--- START ENTRIES ---

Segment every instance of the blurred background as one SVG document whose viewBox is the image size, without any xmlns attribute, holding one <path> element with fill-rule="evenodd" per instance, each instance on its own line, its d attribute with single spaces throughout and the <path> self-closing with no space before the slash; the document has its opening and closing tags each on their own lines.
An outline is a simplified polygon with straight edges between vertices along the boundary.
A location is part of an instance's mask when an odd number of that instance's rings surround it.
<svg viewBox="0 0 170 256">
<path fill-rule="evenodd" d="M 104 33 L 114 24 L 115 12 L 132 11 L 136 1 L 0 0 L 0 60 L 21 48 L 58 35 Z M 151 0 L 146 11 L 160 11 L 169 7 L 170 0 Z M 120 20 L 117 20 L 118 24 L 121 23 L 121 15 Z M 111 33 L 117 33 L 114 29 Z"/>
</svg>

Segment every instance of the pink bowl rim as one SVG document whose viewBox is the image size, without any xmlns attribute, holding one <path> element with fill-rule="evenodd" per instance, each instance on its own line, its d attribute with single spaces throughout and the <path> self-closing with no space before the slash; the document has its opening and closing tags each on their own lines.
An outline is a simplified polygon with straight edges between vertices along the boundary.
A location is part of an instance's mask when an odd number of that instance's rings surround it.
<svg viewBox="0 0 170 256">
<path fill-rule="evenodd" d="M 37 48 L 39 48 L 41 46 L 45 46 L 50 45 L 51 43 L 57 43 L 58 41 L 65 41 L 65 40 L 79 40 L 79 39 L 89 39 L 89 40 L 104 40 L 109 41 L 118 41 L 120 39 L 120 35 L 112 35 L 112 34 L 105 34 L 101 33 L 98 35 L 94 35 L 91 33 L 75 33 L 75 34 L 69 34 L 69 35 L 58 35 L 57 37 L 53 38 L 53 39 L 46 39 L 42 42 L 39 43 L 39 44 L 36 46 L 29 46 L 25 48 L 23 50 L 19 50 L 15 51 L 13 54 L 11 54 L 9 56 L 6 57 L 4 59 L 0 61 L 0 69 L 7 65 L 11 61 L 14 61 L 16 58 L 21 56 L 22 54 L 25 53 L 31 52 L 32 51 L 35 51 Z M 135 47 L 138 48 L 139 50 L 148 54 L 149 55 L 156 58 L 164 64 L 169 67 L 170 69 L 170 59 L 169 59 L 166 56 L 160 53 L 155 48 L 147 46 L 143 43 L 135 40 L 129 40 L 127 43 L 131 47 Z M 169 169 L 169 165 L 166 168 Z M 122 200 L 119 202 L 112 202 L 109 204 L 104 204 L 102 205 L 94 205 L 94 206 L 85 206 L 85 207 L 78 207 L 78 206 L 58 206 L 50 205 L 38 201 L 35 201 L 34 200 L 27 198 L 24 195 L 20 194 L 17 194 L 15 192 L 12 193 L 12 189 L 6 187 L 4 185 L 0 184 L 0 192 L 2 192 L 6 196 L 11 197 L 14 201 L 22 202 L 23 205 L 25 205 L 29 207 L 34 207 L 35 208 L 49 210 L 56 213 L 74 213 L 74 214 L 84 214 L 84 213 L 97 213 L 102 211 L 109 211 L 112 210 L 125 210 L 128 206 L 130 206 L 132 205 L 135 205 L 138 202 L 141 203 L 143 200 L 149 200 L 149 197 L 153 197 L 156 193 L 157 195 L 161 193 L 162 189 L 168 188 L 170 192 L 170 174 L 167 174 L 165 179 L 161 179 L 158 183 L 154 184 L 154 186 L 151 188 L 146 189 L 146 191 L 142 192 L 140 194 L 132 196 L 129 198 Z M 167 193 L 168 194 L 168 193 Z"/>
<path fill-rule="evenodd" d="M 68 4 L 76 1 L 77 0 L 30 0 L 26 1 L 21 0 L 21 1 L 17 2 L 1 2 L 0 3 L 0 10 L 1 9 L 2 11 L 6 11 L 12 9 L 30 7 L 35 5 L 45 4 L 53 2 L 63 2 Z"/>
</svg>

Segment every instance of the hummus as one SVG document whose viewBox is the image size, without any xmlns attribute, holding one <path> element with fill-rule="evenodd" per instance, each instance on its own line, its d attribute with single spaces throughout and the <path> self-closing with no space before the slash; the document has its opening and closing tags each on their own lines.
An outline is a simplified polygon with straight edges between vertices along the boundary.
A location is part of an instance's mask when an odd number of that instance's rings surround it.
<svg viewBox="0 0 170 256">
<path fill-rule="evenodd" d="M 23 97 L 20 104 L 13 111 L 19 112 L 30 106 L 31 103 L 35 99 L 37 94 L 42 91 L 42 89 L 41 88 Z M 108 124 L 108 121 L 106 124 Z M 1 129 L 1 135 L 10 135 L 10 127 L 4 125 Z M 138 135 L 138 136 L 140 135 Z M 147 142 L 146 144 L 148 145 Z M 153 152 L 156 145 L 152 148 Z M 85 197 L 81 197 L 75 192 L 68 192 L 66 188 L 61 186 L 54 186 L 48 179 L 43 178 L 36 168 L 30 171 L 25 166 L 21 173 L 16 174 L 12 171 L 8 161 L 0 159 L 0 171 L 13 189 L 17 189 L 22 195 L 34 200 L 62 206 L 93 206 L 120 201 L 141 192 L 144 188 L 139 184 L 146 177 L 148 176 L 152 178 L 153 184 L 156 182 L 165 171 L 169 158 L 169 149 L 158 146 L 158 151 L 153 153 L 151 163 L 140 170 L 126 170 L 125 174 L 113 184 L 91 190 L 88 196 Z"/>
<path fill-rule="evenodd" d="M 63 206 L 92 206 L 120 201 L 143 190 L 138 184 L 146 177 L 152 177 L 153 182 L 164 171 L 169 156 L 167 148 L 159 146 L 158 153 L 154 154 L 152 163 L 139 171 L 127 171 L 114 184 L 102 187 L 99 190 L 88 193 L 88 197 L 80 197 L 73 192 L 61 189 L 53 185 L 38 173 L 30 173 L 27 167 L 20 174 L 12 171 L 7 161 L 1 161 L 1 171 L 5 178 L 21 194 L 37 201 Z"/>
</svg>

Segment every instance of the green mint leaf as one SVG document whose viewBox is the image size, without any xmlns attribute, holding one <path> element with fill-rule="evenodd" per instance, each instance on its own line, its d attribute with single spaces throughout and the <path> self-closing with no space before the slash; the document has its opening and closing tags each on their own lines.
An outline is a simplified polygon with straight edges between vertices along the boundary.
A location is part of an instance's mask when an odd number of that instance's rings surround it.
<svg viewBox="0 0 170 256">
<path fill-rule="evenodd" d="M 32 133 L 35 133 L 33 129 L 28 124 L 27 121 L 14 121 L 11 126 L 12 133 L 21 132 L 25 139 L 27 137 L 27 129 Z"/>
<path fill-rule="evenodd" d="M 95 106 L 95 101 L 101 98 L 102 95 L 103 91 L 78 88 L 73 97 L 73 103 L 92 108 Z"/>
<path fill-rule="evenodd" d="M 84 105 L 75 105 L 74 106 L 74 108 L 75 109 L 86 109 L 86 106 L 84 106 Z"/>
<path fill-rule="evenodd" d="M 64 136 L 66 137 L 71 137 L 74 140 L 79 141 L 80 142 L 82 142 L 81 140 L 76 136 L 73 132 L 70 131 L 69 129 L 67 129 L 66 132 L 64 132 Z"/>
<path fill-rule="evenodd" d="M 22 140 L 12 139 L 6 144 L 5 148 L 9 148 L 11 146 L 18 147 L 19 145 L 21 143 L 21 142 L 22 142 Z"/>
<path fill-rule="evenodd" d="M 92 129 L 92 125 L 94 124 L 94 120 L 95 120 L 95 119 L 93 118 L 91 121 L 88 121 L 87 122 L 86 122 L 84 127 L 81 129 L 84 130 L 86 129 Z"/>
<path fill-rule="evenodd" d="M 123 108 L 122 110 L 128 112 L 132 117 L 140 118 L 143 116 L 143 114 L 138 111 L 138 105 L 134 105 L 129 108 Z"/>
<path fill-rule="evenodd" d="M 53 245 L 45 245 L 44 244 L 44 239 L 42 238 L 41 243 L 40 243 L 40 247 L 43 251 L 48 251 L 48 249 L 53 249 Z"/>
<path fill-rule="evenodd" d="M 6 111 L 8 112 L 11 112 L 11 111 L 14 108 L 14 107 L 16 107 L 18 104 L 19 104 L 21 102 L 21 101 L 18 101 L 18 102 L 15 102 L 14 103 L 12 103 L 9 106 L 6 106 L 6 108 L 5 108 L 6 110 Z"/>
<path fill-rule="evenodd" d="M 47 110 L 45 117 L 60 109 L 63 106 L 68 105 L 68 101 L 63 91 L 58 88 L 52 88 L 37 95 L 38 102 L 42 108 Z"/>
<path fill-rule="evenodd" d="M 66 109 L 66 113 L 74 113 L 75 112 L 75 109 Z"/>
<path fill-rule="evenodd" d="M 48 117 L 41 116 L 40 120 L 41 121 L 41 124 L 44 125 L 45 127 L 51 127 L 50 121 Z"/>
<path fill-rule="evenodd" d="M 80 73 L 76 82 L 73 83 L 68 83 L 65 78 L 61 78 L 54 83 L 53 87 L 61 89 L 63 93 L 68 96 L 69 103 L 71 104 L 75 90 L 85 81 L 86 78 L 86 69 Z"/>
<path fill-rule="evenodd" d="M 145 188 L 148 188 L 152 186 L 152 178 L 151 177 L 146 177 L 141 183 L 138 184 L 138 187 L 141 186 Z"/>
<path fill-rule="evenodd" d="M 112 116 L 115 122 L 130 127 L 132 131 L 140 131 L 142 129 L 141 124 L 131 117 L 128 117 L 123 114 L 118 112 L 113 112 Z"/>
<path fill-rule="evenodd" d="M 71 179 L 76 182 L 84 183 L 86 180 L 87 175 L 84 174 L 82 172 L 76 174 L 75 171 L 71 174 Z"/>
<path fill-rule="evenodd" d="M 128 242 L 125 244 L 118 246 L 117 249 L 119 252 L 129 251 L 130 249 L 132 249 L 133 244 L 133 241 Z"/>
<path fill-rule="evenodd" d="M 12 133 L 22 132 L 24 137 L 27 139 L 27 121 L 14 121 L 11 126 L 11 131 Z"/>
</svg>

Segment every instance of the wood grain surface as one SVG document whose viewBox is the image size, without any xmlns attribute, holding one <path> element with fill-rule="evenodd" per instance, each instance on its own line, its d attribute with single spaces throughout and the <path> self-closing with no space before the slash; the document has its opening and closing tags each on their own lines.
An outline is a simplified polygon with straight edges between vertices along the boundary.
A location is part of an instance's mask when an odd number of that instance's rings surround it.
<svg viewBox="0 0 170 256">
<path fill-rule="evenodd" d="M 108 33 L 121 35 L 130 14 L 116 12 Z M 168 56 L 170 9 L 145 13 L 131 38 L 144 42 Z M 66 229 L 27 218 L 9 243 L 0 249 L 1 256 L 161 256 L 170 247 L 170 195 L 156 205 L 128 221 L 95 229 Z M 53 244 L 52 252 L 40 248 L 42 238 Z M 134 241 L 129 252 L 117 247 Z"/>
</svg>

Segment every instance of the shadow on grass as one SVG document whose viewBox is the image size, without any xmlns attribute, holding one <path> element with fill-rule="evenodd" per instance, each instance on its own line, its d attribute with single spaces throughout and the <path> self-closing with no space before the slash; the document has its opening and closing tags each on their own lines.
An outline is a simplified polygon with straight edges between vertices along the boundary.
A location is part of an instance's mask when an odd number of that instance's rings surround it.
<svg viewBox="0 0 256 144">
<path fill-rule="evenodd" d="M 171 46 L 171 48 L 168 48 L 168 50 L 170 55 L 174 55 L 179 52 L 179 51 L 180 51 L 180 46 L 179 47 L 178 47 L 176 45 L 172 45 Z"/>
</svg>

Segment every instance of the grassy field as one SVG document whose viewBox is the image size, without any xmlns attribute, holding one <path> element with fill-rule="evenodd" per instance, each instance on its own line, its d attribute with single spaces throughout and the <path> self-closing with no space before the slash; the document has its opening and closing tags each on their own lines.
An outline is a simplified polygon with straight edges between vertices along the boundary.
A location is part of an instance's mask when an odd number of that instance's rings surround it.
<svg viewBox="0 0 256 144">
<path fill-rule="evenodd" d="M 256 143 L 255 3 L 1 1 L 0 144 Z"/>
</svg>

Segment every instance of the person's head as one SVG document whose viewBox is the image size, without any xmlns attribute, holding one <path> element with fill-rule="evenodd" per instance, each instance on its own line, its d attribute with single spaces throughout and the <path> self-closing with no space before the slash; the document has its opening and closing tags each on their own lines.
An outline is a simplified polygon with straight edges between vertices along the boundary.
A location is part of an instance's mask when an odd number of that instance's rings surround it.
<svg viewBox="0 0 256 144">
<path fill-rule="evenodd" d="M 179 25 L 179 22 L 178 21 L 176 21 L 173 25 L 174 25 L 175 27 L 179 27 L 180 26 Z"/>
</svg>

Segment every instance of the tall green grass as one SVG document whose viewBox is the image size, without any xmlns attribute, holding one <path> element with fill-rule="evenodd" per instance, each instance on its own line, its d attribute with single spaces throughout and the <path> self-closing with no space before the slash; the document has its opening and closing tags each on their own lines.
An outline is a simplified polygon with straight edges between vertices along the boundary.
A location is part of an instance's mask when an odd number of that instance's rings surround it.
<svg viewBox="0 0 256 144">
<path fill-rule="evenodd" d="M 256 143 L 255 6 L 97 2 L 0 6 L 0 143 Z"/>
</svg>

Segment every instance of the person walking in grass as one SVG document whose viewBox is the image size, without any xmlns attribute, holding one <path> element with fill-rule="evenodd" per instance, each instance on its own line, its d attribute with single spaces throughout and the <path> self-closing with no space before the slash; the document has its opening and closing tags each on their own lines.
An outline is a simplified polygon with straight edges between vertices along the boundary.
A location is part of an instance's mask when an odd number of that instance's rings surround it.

--- END ENTRIES ---

## DIRECTIVE
Please rewrite the stretch from the line containing "Segment every instance of the green" through the line containing "64 136 L 66", replacing "mint leaf" with "basil leaf" and keeping everything else the same. Give only those lines.

## FULL RESPONSE
Segment every instance of the green basil leaf as one SVG document whose viewBox is the image size, without any xmlns attribute, holding one <path> element with fill-rule="evenodd" per instance, each instance on its own line, its d attribute with single spaces throughout and the <path> self-closing with no space before the slash; the document has its opening and closing tags each on their own lines.
An outline is a simplified polygon with straight edges between vertices along the boundary.
A location is part of an instance's mask when an odd number of that instance's rings surround it.
<svg viewBox="0 0 170 256">
<path fill-rule="evenodd" d="M 32 133 L 35 133 L 33 129 L 28 124 L 27 121 L 14 121 L 11 126 L 12 133 L 21 132 L 25 139 L 27 137 L 27 129 Z"/>
<path fill-rule="evenodd" d="M 95 106 L 95 101 L 101 98 L 102 95 L 103 91 L 78 88 L 73 97 L 73 103 L 92 108 Z"/>
<path fill-rule="evenodd" d="M 84 105 L 75 105 L 74 106 L 74 108 L 75 109 L 86 109 L 86 106 L 84 106 Z"/>
<path fill-rule="evenodd" d="M 64 136 L 66 137 L 71 137 L 74 140 L 79 141 L 80 142 L 82 142 L 81 140 L 76 136 L 73 132 L 70 131 L 69 129 L 67 129 L 66 132 L 64 132 Z"/>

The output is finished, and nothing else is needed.